● What to produce:
Give every line back verbatim, dropping all images.

**** Material to process ****

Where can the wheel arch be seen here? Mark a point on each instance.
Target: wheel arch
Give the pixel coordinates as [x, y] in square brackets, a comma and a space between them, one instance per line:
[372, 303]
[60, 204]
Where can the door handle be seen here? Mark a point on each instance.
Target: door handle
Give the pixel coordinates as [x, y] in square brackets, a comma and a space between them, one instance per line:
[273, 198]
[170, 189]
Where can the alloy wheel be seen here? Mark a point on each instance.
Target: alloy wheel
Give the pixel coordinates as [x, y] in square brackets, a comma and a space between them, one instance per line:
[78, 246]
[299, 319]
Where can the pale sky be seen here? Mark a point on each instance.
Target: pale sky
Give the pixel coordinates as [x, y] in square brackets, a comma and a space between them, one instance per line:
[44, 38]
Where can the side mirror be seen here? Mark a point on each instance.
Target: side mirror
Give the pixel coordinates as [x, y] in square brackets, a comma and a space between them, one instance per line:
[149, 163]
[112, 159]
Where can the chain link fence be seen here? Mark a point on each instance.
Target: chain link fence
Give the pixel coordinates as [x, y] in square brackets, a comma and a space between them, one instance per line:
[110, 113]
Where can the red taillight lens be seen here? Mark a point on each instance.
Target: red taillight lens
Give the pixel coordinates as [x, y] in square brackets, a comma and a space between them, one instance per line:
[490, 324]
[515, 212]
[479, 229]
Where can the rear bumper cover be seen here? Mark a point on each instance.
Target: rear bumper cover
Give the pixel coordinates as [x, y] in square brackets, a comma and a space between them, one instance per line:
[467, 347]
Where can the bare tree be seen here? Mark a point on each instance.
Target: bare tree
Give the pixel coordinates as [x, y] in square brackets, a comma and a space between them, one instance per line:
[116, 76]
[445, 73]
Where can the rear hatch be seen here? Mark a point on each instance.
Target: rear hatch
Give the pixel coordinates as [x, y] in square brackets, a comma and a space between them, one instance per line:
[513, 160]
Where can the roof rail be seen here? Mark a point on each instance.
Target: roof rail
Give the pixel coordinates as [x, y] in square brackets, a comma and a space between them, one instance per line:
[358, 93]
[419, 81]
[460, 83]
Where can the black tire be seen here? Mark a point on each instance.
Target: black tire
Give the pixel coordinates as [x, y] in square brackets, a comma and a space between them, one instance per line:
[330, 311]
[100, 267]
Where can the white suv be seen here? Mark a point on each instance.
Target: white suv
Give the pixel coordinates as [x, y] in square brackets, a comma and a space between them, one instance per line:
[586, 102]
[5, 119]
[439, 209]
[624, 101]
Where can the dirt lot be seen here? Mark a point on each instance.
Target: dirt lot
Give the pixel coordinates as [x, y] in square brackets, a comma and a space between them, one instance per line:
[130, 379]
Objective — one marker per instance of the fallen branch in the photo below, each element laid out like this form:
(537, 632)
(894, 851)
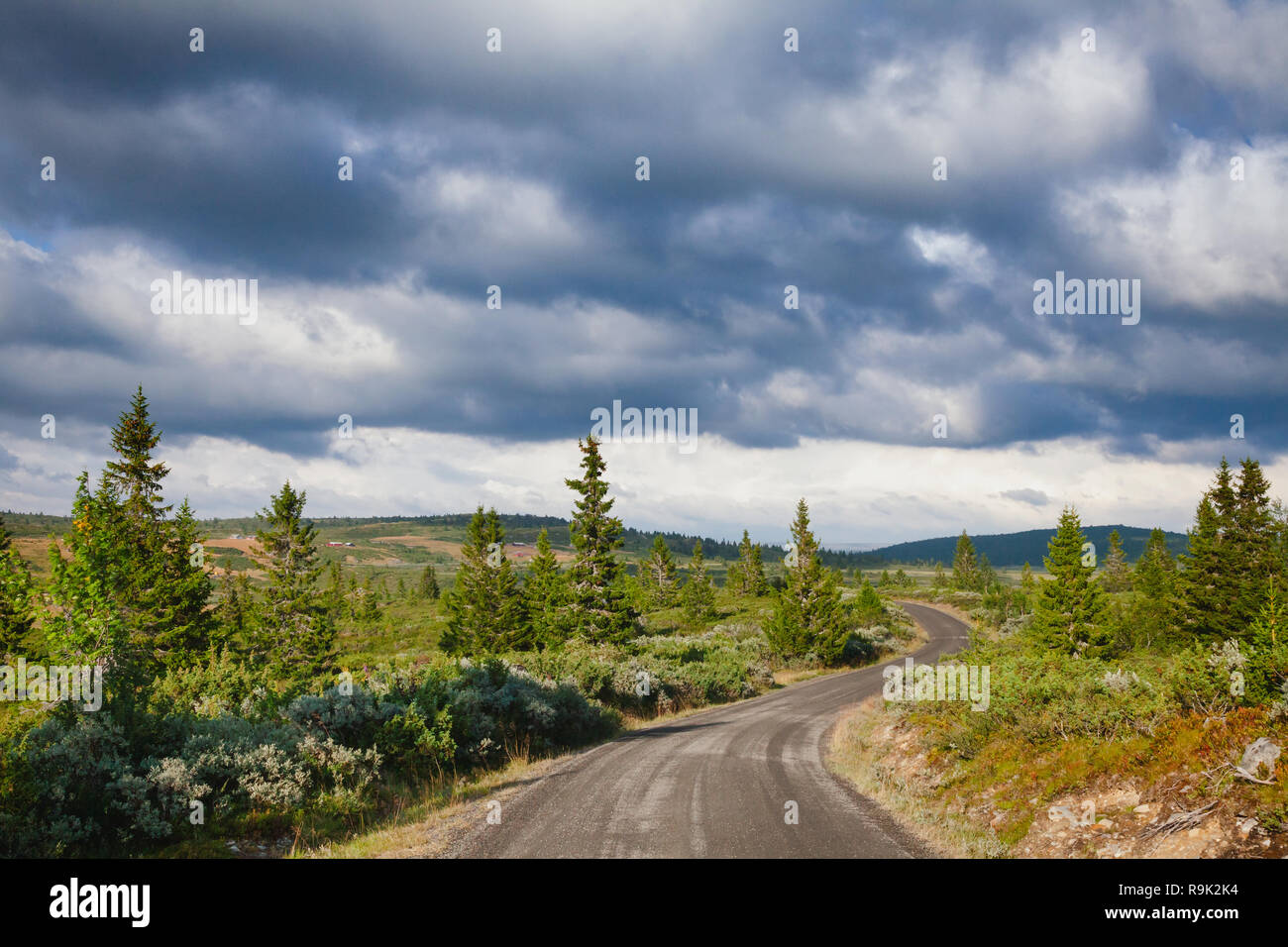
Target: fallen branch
(1177, 821)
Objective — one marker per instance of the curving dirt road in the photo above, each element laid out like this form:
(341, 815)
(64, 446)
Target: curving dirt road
(715, 785)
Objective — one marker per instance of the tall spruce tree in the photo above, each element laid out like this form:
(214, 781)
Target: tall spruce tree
(295, 633)
(597, 605)
(188, 631)
(236, 607)
(1070, 608)
(544, 592)
(428, 586)
(1209, 581)
(807, 617)
(484, 607)
(88, 622)
(17, 608)
(1117, 574)
(747, 577)
(965, 567)
(1151, 617)
(658, 575)
(698, 596)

****

● Response to this exercise:
Where can the wheel arch be seen here? Mark a point on each instance.
Target: wheel arch
Give the pixel coordinates as [x, y] in square brackets, a comma and a space between them, one instance per line:
[372, 303]
[60, 204]
Where can the door handle be seen here? Mark a point on each instance.
Target: door handle
Give the pixel coordinates as [x, y] in square brackets, a comma and a space between them, one instance per line:
[273, 198]
[170, 189]
Where can the alloy wheel be seen here? Mark a point on each instance.
Target: alloy wheel
Give the pixel coordinates as [x, y] in square brackets, a comma and a space between them, one instance per line:
[78, 246]
[299, 319]
Where can the pale sky be seen here? Mark a point on each instance.
Target: pale sky
Give the pixel coordinates as [x, y] in square brackets, a comma and a space between them, one instance per line:
[44, 38]
Where can the side mirror be seen here? Mark a point on each instance.
Target: side mirror
Give the pixel coordinates as [x, y] in square brackets, a comma and a space between them, one instance per line:
[149, 163]
[112, 159]
Where can the chain link fence be seen here? Mark a point on each instance.
Target: chain link fence
Give the pixel coordinates as [x, y] in square brackets, a comma and a space between them, one instance per line:
[110, 113]
Where can the red taillight lens be seen here? Mark a point on each instance.
Target: red taillight lens
Give the pixel coordinates as [x, y] in square brackets, a comma and a space between them, one instance per line:
[490, 324]
[515, 212]
[479, 229]
Where can the rear bumper cover be seen here? Mark a point on each instance.
Target: rear bumper cover
Give the pixel coordinates as [x, y] in square brackets, a comma and a space between them, one instance per line:
[467, 347]
Where can the bare tree be seen here? Mark a point on each instance.
Target: bare tree
Give the pixel coordinates as [x, y] in square brackets, a comma and a space between them, one instance per line:
[116, 76]
[445, 73]
Where can the rear hatch be seen here? Mark a point on each instance.
Target: rear hatch
Give the pixel coordinates as [x, y] in square brackets, a comma and a space between them, one instance per line:
[513, 160]
Where can the roof rail be seen here? Mark a point on each instance.
Target: roof rail
Give the pixel coordinates as [x, y] in square brackets, a comma and a space between them, one instance per line:
[358, 93]
[419, 81]
[460, 83]
Where can the black tire be seen here? Mark a point on each instance.
Target: black tire
Give the pixel coordinates as [x, y] in square brackets, a comma and a space between them, one instance per line:
[330, 311]
[100, 267]
Where can the white suv be seen here? Mark a point on each instance.
Target: white suv
Give the pixel coordinates as [x, y] in square brackets, a comma and a space between them, one instance per line:
[586, 102]
[5, 119]
[439, 209]
[624, 101]
Where can the dirt lot be seen here? Mark a point on each instance.
Target: dirt lot
Give the pixel coordinates as [x, y] in square brackets, a comma and a space between them, one instance per line:
[130, 379]
Objective — one marker per instance of the fallen branch in the photo below, each element laid out like this form:
(537, 632)
(894, 851)
Target: fallen branch
(1177, 821)
Objective — one marker per instance of the curving dirt road in the photo above, each element laid out like this form:
(341, 815)
(64, 446)
Target: curving dirt road
(715, 785)
Objective — one marker per instance of the tall spruce tree in the photo above, each element laid out like this form:
(214, 781)
Target: tall spruce tree
(295, 633)
(597, 605)
(188, 631)
(236, 607)
(1070, 608)
(544, 592)
(428, 586)
(1209, 581)
(807, 617)
(484, 607)
(88, 622)
(17, 608)
(1117, 574)
(747, 577)
(965, 567)
(1151, 617)
(658, 575)
(698, 596)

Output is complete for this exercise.